━━ Entries

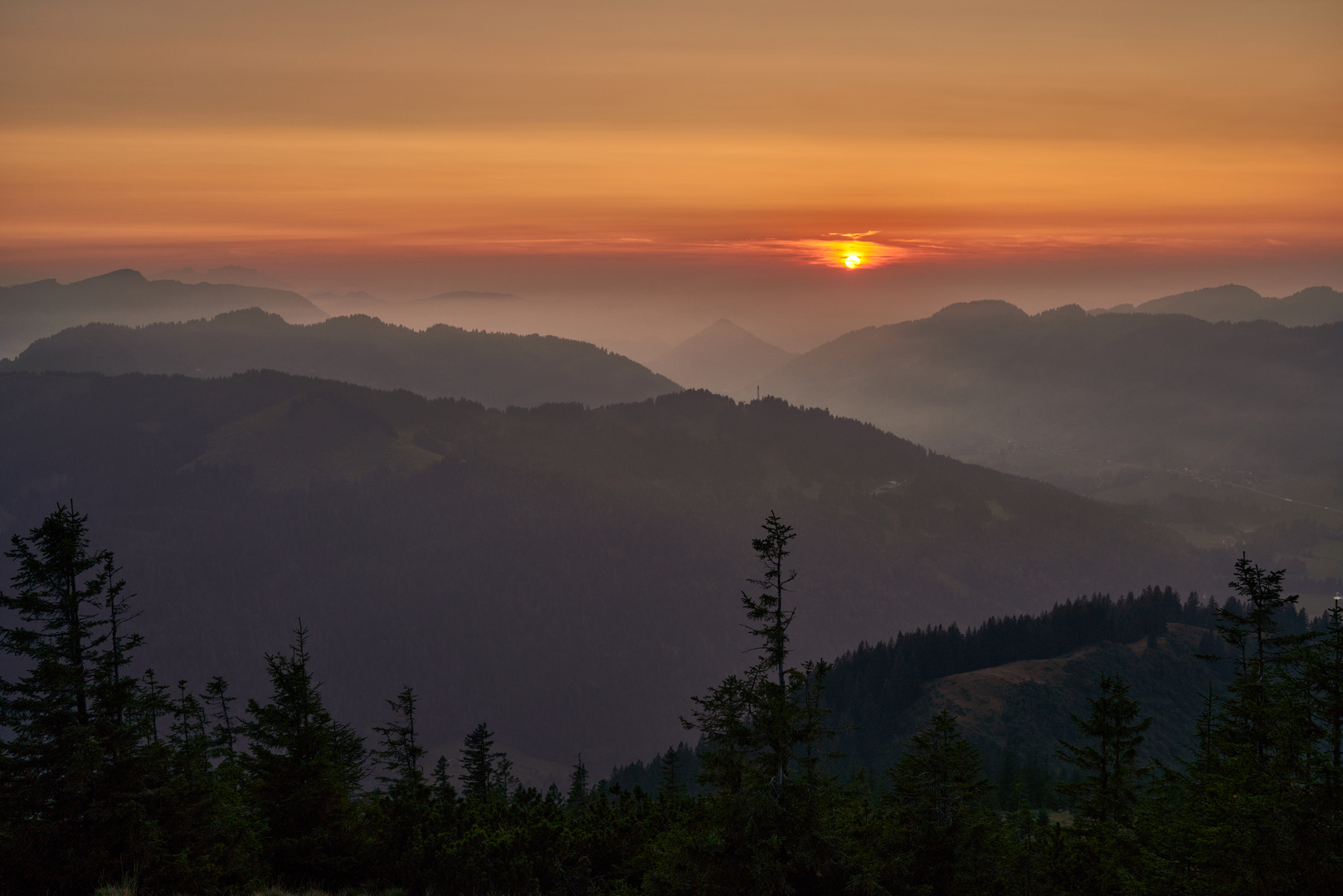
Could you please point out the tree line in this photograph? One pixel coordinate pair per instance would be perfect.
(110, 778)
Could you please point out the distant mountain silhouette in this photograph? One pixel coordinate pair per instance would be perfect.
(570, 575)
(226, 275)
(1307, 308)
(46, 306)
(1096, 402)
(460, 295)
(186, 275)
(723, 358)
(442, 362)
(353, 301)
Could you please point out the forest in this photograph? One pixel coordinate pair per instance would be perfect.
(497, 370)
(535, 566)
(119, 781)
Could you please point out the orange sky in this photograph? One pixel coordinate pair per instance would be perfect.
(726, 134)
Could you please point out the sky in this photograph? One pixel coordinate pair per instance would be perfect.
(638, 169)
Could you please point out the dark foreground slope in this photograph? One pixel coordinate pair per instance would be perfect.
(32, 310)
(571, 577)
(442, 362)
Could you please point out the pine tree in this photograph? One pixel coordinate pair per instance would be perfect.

━━━━

◆ **To be done**: Convert the listing above into a numbered list, skipping any blank lines and leaving out the pictures.

◆ **Reply**:
1. Could you please point out the tree line in this photograph? One pixel coordinate pair per instance would be perfect.
2. (110, 778)
3. Could you please point out the distant mountain silhouette in this photograph? One pixel coordinate pair per instance would be perfect.
4. (570, 575)
5. (226, 275)
6. (1307, 308)
7. (46, 306)
8. (1096, 402)
9. (460, 295)
10. (186, 275)
11. (723, 358)
12. (442, 362)
13. (353, 301)
14. Could you please point out the forest in this photograph? One pixel coordinate pair per instance would be perfect.
15. (497, 370)
16. (535, 566)
17. (119, 781)
18. Could you please point out the orange sky in this photograph? One pixel coordinate pair per instance would be perfect.
19. (726, 134)
20. Could you please point out the sky in this photograph? One pixel coordinate pair per instance would be perfect.
21. (638, 169)
22. Could you please point out the dark foreground slope in this photograph? One pixel coordinate pair per instance would be perfect.
23. (32, 310)
24. (571, 577)
25. (442, 362)
26. Could you please point out the pine tree in this photograph? One pixel coordinate pair per instance would be perfect.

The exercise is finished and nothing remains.